> THE PROBLEM: Only lines holding the word "handle" are wanted from the records; copy all of them.

[Saved entries]
* * *
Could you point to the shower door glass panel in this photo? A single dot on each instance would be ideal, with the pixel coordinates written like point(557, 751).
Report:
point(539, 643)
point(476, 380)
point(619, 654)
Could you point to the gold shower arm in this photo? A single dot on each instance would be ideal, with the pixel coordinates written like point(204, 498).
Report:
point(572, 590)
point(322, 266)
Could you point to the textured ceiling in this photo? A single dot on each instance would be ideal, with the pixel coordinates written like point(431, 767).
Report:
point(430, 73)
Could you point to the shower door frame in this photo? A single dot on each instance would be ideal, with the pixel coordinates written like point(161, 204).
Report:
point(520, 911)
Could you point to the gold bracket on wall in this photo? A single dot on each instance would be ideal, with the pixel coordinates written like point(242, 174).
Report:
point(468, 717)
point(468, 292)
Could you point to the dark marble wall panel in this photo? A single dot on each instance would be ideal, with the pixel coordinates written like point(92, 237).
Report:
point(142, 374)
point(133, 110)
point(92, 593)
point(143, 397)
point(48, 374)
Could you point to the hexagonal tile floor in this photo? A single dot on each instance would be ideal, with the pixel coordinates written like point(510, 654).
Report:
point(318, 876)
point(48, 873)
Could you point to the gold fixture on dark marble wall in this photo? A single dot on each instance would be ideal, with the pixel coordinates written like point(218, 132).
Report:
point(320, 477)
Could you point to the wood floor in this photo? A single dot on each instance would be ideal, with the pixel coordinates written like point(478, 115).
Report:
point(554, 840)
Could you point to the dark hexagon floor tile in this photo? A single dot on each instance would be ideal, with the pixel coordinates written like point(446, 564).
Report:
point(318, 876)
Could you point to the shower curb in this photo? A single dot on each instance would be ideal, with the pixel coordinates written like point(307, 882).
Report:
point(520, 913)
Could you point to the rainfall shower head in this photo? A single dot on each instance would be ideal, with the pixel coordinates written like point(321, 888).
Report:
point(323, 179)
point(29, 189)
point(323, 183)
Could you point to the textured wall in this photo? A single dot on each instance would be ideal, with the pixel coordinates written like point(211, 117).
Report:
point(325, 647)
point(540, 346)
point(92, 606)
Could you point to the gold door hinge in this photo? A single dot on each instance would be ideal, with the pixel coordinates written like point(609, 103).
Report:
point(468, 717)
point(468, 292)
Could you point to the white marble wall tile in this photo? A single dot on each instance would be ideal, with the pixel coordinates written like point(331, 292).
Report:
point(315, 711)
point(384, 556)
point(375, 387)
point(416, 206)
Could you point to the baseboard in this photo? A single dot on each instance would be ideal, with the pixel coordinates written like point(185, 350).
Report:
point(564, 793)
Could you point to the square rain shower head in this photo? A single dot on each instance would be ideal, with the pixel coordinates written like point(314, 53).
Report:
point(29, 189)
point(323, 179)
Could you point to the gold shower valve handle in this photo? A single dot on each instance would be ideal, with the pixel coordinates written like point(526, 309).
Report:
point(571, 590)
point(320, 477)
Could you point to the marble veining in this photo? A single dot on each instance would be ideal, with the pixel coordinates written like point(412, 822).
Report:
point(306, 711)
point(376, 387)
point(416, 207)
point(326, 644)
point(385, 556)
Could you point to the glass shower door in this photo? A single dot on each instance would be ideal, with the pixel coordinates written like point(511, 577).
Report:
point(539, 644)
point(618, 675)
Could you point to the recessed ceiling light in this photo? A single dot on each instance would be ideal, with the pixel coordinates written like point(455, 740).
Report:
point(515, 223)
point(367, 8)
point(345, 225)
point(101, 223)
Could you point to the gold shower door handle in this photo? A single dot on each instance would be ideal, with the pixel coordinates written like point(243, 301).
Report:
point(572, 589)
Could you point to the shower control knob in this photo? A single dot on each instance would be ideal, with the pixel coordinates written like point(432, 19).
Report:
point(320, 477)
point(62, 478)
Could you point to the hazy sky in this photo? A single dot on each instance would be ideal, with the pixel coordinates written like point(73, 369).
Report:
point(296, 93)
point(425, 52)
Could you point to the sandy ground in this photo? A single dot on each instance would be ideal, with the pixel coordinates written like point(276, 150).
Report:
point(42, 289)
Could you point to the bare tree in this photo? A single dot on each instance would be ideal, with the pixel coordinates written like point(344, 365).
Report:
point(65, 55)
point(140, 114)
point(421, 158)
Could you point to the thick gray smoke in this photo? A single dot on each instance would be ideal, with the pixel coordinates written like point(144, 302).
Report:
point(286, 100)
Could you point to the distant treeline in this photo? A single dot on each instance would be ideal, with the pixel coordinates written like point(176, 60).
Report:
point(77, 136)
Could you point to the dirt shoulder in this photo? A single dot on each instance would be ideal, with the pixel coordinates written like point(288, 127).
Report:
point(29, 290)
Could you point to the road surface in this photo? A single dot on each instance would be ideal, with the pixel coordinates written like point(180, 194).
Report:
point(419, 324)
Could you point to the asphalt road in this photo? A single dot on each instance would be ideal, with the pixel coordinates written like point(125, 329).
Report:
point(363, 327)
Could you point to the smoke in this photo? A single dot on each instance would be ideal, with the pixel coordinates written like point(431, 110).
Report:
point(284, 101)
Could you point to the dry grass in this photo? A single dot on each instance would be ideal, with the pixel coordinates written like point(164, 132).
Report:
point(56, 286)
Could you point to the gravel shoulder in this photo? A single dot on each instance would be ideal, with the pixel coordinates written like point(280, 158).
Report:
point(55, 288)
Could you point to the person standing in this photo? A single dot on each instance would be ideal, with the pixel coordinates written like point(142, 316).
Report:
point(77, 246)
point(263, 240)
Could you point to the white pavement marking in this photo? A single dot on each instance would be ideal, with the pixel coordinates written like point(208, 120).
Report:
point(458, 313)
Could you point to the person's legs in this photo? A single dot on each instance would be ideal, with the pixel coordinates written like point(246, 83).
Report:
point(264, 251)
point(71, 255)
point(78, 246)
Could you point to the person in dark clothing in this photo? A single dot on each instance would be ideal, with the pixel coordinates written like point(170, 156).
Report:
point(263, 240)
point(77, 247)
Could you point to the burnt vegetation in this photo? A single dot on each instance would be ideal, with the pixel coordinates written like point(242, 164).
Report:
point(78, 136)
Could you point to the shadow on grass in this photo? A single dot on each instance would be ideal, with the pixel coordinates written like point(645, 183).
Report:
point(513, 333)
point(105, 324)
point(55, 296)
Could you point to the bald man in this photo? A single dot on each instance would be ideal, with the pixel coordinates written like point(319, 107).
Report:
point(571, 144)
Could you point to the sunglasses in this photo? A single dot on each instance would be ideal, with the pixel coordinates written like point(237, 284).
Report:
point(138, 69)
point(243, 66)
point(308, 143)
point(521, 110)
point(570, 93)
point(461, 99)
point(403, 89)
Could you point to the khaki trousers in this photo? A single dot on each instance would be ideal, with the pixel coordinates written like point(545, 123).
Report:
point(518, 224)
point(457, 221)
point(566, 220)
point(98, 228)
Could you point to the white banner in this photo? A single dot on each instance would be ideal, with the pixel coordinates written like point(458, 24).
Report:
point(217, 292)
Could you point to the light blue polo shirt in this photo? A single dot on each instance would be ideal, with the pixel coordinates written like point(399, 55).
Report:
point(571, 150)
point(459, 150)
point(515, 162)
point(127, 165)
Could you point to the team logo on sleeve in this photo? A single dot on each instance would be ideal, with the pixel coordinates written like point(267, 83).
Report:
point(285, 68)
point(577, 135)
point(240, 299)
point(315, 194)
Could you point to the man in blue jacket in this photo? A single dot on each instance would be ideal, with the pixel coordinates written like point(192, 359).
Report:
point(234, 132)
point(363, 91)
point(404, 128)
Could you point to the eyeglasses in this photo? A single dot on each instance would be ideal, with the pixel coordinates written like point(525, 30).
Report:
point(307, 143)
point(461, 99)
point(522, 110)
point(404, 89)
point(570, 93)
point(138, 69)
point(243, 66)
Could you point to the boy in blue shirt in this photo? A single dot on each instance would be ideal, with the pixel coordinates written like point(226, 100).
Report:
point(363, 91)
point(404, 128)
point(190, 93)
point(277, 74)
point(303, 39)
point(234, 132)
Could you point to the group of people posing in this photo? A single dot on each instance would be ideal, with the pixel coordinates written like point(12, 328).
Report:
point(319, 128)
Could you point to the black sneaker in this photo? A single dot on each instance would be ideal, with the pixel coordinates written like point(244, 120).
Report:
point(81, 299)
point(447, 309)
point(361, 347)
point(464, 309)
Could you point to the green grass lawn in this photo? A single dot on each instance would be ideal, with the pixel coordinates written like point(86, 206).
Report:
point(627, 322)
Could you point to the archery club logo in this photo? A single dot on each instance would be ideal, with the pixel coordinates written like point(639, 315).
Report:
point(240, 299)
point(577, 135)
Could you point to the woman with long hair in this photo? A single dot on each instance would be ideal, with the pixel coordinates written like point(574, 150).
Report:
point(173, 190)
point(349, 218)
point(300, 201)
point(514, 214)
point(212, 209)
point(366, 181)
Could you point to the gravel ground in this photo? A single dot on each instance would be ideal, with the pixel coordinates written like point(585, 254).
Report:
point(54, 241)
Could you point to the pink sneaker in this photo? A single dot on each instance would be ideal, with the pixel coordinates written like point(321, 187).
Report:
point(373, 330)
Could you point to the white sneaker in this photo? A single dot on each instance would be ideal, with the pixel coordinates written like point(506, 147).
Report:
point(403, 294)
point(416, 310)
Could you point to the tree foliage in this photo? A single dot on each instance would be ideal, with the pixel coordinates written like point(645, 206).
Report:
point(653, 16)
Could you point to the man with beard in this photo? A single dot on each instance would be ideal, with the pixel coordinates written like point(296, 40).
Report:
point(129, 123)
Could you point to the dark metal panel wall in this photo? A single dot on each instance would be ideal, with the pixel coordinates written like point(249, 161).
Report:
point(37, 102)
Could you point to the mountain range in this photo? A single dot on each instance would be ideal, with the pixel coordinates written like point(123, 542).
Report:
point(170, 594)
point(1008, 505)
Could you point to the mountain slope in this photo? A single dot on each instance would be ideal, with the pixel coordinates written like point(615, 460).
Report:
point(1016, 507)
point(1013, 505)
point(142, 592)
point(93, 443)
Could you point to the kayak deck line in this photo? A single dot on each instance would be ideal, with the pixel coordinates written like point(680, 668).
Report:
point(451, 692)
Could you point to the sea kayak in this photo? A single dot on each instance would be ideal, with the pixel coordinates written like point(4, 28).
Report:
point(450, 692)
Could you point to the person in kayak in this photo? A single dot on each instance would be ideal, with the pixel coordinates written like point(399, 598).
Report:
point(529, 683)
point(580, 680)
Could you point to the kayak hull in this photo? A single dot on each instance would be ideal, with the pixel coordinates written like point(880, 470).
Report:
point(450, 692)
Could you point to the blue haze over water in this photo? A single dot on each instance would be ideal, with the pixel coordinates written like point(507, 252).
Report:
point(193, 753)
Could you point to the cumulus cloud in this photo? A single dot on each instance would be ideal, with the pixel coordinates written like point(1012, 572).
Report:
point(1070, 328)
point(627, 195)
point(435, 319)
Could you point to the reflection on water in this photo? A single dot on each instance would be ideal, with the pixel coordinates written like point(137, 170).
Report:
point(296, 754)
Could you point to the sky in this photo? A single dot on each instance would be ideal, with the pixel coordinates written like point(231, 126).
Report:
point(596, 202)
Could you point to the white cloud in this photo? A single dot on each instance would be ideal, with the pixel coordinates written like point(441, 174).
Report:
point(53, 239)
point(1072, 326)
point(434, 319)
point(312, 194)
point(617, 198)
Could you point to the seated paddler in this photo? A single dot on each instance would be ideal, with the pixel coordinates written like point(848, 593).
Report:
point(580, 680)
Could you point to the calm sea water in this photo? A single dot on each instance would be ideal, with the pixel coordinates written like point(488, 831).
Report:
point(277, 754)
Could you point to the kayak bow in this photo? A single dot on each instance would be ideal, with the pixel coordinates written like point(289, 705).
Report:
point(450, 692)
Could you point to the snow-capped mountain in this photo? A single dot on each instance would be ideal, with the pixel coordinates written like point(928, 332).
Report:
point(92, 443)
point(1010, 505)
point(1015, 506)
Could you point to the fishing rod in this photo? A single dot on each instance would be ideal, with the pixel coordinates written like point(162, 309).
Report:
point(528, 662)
* * *
> EXERCISE RESULT:
Could you point to the gold shower valve handle in this photo? A single dot on each instance would be ideal, with the pixel coordinates written like point(526, 309).
Could you point to the gold shower door handle in this photo? A single dot on each instance would be ideal, with the pixel coordinates written like point(243, 301).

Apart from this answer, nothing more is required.